Given request A | Please translate this sentence from the conference notes into Spanish: "Indonesia is the fourth most populous country in the world with more than 700 languages, of which 440 are listed as endangered and twelve as extinct."

Text segment |

Below you can see an examplary Data Map for the SNLI dataset:

Special Theme on Language Diversity
The special theme of the conference was “Language Diversity: from Low-Resource to Endangered Languages”, aligned with the 60th anniversary of ACL.
In addition to the best theme paper and a paper by Leong et al. (2022) discussed in the Data scarcity section, I came across two very interesting theme papers during the conference.
Below you can find recommendations from both papers on how to conduct research on endangered or low-resource languages.
One Country, 700+ Languages: NLP Challenges for Underrepresented Languages and Dialects in Indonesia (Aji et al.)
Indonesia is the fourth most populous country in the world with more than 700 languages, of which 440 are listed as endangered and twelve as extinct. Aji et al. (2022) offer an overview of the current state of NLP for Indonesian languages and discuss how we should develop NLP technology for underrepresented languages in general.
Dialect metadata. Inspired by regional and dialect variations of Indonesian languages, the authors suggest adding dialect metadata to datasets and models. This can help in clearly communicating systems’ capabilities to users and stakeholders.
Data efficiency. Data collection is a well-known and commonly discussed challenge related to low-resource languages. They suggest a research focus on data-efficient approaches, few-shot learning, and learning from related languages with data availability.
Compute efficiency. While large models may work well on particular benchmarks, the authors suggest developing more lightweight and faster neural networks that are adoptable by locals.
NLP beyond text. Given that limited written text is available for many languages, they suggest exploring research directions which are less text-focused, e.g. spoken language understanding.
How can NLP Help Revitalize Endangered Languages? A Case Study and Roadmap for the Cherokee Language (Zhang et al.)
This position paper discusses how NLP practitioners can (i) understand and collaborate with local language communities and (ii) assist in language education. The authors also discuss their case study of Cherokee, an endangered Native American language.
They suggest following three principles while conducting research on endangered indigenous languages:
Understanding basic needs and building respect between the researchers and language communities.
Placing the voice of the community and their needs at the center of the research process.
Building a community with speakers of the language by finding common interests and setting common goals.
Tutorial on Vision-Language Pretraining: Current Trends and the Future
The first conference day kicked off with tutorials, including one organized by Aishwarya Agrawal, Damien Teney, and Aida Nematzadeh on VL pretraining (slides available).
Aishwarya offered a historical overview of the VL landscape before the pretraining era. She discussed common tasks that the community has been working on since the early years (i.e. image retrieval, grounding expressions in images, VQA, etc.), the basic skeleton of VL models, and benchmarking for VL tasks.
Aishwarya highlighted several challenges in training for VL tasks and discussed the following future research directions:
Biases and artifacts present in many datasets
Distribution shifts in datasets
Poor evaluation metrics for image captioning
Counting visual entities in images
Reasoning over text in images
Compositional reasoning
Commonsense and knowledge based reasoning
In her part of the talk, Aida discussed the models and pretraining approaches in more recent times. She highlighted that most early transformer-based VL models (i.e. VilBERT, LXMERT, etc.) shared a similar architecture and pretraining objectives.

Items from a dataset |

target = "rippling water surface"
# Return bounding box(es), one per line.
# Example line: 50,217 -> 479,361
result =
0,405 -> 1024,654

Given request B | Retype every line of the listing above without changing a single character.

Full output A | Indonesia es el cuarto país más poblado del mundo, con más de 700 idiomas, de los cuales 440 figuran como en peligro de extinción y doce como extintos.

Full output B |
target = "rippling water surface"
# Return bounding box(es), one per line.
# Example line: 50,217 -> 479,361
result =
0,405 -> 1024,654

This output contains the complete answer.